=== Assignment ===
Each line below with the word "frame" needs to be copied.

=== Data excerpts ===
Content starts

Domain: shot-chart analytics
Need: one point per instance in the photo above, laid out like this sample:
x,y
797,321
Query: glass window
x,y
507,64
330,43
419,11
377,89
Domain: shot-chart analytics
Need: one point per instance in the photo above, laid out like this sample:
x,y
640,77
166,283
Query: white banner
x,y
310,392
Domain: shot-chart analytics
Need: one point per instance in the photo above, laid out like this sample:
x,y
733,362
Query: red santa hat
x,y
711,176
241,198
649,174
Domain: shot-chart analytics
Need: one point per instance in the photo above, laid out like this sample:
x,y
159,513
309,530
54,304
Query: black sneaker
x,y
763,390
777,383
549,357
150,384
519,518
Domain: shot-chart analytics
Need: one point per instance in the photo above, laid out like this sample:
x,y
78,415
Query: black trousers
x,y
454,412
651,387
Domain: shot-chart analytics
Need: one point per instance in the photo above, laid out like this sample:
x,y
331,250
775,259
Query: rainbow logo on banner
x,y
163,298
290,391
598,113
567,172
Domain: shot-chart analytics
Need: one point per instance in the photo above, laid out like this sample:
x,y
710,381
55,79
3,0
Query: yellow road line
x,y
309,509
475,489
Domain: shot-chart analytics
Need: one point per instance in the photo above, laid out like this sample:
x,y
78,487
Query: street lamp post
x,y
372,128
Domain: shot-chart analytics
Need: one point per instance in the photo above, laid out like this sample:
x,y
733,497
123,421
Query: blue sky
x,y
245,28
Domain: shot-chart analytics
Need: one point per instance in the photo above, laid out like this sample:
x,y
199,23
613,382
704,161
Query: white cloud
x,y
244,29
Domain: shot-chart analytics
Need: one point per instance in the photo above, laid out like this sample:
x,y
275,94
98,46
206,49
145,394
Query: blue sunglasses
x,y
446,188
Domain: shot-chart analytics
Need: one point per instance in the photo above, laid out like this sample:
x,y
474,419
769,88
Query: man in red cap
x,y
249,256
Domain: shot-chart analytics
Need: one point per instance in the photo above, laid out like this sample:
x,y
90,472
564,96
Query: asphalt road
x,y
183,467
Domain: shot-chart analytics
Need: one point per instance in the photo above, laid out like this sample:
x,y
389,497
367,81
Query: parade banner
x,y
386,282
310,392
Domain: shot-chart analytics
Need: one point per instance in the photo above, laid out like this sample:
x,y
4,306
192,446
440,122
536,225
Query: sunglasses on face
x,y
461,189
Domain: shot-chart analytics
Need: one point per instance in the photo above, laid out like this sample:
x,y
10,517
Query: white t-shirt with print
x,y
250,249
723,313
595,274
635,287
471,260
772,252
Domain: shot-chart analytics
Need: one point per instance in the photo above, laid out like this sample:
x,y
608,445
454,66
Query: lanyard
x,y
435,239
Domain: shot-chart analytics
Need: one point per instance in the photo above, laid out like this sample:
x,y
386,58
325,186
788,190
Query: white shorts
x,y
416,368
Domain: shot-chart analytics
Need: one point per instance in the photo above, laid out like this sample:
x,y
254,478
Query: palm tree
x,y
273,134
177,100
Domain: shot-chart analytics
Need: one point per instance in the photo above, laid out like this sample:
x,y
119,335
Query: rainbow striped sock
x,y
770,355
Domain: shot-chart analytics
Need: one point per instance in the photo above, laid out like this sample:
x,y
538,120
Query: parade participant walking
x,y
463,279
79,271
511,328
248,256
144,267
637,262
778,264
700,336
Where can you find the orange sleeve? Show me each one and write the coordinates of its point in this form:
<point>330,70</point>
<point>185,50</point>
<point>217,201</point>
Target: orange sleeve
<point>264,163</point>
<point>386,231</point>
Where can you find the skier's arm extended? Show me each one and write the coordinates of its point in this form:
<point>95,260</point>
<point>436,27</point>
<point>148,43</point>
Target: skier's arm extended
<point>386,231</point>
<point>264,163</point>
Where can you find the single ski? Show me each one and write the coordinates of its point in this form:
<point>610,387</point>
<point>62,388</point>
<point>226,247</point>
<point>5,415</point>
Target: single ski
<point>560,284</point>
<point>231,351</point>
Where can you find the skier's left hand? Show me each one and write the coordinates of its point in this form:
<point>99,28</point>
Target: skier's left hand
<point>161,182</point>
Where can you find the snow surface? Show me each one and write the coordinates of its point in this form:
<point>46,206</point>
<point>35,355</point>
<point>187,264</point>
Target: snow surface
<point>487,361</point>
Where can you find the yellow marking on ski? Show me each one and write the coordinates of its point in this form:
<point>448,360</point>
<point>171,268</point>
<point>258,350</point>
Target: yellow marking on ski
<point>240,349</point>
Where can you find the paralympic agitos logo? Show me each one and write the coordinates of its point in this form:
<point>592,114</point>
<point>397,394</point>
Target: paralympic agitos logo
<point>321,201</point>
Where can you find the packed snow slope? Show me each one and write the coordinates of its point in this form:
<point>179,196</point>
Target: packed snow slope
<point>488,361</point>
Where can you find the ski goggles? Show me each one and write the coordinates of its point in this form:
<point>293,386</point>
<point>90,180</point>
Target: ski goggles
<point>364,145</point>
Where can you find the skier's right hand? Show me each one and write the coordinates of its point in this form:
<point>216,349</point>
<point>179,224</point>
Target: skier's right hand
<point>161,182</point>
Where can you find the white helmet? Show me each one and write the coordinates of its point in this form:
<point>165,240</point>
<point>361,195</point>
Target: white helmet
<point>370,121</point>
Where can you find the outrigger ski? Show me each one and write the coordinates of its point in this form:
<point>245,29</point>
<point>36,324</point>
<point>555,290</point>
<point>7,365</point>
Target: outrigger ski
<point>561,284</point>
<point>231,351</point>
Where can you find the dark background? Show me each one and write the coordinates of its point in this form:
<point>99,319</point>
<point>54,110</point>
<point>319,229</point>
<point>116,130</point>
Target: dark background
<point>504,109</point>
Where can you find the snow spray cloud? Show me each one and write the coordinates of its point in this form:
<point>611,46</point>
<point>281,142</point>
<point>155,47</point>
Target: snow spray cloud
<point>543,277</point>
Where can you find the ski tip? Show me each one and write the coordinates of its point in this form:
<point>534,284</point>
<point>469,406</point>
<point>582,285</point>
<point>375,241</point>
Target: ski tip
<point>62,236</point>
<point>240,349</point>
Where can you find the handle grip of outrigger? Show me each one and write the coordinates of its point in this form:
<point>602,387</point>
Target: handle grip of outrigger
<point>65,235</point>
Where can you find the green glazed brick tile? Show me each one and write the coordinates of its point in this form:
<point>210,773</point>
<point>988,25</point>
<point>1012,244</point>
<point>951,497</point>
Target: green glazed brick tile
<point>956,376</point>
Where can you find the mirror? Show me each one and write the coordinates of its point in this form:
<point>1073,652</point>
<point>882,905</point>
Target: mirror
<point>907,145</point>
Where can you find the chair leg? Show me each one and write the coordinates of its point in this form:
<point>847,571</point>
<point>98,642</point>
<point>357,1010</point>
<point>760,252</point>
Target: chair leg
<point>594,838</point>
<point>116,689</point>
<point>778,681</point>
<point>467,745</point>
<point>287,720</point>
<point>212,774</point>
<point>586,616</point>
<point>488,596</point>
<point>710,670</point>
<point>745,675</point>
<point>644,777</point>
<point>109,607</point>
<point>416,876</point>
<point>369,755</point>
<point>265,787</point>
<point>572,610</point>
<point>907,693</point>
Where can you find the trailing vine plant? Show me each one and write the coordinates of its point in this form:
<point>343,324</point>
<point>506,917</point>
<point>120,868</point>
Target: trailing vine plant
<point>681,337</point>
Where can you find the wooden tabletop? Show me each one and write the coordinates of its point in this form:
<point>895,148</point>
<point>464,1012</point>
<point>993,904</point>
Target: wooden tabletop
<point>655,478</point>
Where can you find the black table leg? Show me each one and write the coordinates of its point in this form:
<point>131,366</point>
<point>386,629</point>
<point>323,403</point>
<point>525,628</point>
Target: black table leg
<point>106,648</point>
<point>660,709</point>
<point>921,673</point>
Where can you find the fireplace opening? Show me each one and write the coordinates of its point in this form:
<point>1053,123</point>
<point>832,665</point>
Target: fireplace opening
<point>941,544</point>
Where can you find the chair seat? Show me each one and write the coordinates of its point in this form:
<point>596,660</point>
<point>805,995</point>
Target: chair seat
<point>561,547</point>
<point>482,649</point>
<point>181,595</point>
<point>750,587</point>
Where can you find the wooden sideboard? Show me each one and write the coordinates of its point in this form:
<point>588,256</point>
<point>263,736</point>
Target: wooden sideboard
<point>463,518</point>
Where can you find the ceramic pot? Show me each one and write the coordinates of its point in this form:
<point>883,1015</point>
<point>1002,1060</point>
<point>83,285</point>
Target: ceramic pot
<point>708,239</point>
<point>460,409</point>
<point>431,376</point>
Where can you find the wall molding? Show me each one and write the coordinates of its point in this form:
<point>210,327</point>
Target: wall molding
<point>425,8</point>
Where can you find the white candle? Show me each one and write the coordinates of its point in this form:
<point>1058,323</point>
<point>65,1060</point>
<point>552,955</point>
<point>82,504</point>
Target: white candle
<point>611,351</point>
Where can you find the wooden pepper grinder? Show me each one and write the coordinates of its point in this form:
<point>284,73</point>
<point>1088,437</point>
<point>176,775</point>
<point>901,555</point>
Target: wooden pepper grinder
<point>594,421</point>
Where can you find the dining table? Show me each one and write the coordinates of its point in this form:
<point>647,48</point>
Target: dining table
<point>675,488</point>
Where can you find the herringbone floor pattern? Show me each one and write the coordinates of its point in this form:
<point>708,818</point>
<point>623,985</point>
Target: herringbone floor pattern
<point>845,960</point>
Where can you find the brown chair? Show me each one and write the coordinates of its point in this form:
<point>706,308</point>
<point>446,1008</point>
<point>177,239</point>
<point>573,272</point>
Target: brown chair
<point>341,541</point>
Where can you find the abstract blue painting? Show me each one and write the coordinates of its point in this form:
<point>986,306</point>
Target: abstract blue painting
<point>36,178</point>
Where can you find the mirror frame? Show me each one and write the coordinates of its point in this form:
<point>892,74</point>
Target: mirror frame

Content ends

=== Response to this exercise ===
Where can you find the mirror frame? Show me each one and write the coordinates of its point in this form:
Target: mirror frame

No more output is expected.